• Required task: Lay out the data as a Markdown table with the columns Row and Line, covering only the part that opens with the line containing "Provide the outline of every instance of the tree" and closes with the line containing "53], [71, 54]]", both ends included. Give each line its row number and leave out blank lines.

[BEGIN Materials provided]

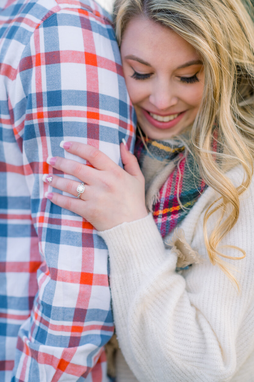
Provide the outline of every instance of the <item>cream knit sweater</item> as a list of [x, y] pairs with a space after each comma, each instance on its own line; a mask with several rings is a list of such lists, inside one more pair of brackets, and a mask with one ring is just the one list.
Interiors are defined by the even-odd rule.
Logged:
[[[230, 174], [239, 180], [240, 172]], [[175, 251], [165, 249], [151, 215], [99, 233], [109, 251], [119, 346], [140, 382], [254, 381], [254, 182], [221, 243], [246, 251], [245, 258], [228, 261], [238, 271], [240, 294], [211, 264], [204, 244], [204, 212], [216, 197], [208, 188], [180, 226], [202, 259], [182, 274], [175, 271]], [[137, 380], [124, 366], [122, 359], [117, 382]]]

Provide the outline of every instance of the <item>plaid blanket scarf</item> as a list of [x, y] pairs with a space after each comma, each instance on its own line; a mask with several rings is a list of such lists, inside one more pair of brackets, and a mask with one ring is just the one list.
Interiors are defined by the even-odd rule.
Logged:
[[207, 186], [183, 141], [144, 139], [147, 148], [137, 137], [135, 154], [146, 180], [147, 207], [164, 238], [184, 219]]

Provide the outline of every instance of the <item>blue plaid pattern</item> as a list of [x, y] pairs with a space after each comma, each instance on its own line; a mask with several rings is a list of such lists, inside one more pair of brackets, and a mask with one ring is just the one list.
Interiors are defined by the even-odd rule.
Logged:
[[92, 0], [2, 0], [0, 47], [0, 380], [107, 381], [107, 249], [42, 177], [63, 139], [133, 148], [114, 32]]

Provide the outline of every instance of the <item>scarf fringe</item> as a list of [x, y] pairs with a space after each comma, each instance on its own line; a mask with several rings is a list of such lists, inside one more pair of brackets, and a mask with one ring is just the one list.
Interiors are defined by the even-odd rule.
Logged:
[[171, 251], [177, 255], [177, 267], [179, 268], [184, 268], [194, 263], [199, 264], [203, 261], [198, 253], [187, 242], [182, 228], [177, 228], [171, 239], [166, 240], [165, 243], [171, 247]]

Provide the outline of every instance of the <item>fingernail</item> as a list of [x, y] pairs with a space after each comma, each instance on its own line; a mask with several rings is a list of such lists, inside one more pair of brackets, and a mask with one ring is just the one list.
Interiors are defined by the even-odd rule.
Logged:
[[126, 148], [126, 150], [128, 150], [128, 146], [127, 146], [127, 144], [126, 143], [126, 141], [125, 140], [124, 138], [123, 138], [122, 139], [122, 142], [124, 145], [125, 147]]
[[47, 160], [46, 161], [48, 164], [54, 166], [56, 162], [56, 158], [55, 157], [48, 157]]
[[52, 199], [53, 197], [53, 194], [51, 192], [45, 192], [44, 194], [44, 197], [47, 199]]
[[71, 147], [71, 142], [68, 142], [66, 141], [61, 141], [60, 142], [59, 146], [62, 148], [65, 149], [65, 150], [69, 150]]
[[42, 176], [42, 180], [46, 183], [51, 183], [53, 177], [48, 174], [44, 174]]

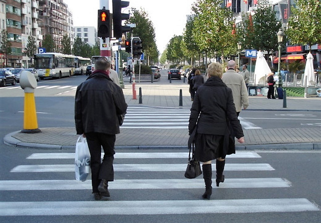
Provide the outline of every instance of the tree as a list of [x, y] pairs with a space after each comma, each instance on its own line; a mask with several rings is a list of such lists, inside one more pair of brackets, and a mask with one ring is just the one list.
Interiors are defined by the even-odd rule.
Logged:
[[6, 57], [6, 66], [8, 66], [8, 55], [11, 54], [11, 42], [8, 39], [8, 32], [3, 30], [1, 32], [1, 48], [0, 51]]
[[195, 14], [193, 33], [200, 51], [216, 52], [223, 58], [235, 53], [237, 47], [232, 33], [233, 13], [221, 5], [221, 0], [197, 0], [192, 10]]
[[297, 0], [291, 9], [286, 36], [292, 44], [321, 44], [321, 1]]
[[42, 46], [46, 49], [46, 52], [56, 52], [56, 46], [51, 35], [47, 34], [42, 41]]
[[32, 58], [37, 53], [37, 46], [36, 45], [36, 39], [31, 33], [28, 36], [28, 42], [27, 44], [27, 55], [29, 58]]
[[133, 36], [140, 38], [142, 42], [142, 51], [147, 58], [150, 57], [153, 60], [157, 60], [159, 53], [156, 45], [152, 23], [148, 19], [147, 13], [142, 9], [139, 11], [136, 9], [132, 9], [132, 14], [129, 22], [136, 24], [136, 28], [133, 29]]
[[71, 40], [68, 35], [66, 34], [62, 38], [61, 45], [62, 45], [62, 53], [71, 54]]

[END Materials provided]
[BEGIN Materials provided]

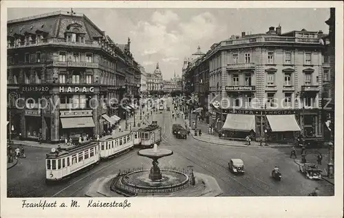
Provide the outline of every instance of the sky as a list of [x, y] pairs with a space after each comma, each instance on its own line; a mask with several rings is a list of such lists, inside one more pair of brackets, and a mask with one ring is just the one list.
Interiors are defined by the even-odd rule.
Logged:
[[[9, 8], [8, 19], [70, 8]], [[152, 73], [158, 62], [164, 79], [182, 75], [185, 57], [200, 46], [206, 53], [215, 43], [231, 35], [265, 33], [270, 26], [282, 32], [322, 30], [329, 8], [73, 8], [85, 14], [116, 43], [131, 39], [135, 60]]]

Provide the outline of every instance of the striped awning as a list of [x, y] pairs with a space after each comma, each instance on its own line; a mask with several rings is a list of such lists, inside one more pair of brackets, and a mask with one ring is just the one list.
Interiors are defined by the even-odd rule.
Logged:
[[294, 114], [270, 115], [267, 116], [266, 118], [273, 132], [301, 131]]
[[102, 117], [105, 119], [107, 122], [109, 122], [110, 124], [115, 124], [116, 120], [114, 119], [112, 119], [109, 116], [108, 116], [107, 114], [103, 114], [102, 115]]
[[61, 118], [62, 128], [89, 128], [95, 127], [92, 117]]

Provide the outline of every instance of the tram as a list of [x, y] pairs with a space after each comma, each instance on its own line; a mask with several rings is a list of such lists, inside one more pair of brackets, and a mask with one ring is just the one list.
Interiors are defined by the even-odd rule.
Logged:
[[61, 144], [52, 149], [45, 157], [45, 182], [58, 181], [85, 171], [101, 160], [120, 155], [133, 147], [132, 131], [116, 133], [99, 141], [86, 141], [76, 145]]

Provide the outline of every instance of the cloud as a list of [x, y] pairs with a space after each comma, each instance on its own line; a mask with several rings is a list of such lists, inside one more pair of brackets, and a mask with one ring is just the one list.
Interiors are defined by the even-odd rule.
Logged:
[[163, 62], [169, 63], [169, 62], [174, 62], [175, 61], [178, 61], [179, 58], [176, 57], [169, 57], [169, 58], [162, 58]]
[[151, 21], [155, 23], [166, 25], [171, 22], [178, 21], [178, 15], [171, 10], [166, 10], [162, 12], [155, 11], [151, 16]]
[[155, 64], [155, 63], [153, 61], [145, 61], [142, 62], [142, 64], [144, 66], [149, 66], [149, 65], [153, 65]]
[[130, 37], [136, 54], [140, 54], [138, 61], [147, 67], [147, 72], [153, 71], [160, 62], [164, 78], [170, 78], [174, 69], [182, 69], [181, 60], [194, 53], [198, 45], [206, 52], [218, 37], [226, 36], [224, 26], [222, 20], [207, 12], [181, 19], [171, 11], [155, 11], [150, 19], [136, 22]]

[END Materials provided]

• Task answer:
| Row | Line |
|---|---|
| 1 | Provide the outline of every instance of the tree as a list of [x, y] pairs with a space after each comma, each instance on its own line; a mask with several rings is a list of such lists, inside one more pair of brackets, and a mask with one ring is just the one list. |
| 2 | Interiors are defined by the even-odd rule. |
| 3 | Logged: |
| 4 | [[6, 57], [6, 66], [8, 66], [8, 55], [11, 54], [11, 42], [8, 39], [8, 32], [3, 30], [1, 32], [1, 48], [0, 51]] |
| 5 | [[195, 14], [193, 33], [200, 51], [216, 52], [223, 58], [235, 53], [237, 47], [232, 33], [233, 13], [221, 5], [221, 0], [197, 0], [192, 10]] |
| 6 | [[297, 0], [291, 9], [286, 36], [292, 44], [321, 44], [321, 1]] |
| 7 | [[42, 46], [46, 49], [46, 52], [56, 52], [56, 46], [51, 35], [47, 34], [42, 41]] |
| 8 | [[32, 58], [37, 53], [37, 46], [36, 45], [36, 39], [31, 33], [28, 36], [28, 42], [27, 44], [27, 55], [29, 58]] |
| 9 | [[133, 36], [140, 38], [142, 42], [142, 51], [147, 58], [150, 57], [153, 60], [157, 60], [159, 53], [156, 45], [152, 23], [148, 19], [147, 13], [142, 9], [139, 11], [136, 9], [132, 9], [132, 14], [129, 22], [136, 24], [136, 28], [133, 29]] |
| 10 | [[71, 40], [68, 35], [66, 34], [62, 38], [61, 45], [62, 45], [62, 53], [71, 54]] |